** RECORDS SHOWN **
========================================================================
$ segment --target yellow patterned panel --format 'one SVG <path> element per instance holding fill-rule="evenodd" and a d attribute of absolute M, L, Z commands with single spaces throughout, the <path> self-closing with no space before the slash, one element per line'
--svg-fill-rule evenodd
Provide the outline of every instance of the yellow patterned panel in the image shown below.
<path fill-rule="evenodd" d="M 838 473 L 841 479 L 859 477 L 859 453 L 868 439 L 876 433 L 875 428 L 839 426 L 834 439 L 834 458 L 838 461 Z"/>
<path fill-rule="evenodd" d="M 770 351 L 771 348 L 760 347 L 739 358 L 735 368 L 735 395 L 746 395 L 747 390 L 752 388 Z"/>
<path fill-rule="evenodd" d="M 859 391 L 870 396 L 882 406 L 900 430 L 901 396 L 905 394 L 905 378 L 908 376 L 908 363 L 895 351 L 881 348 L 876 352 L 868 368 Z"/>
========================================================================
** GOAL **
Reproduce all of the data above, requests included, and add 59 to every x and y coordinate in the path outlines. Leave everything else unchanged.

** IN RESPONSE **
$ segment --target yellow patterned panel --format 'one SVG <path> element per instance holding fill-rule="evenodd" and a d attribute of absolute M, L, Z commands with single spaces throughout, the <path> self-closing with no space before the slash, one element per line'
--svg-fill-rule evenodd
Provide the outline of every instance of the yellow patterned panel in the image shown below.
<path fill-rule="evenodd" d="M 897 532 L 900 538 L 918 536 L 918 512 L 927 498 L 935 492 L 934 487 L 898 485 L 893 498 L 893 517 L 897 520 Z"/>
<path fill-rule="evenodd" d="M 829 410 L 830 407 L 819 406 L 798 417 L 794 427 L 794 454 L 805 454 L 806 449 L 811 447 Z"/>
<path fill-rule="evenodd" d="M 918 450 L 929 455 L 941 465 L 959 489 L 960 455 L 964 453 L 964 437 L 967 435 L 967 422 L 954 410 L 940 407 L 935 411 L 927 427 Z"/>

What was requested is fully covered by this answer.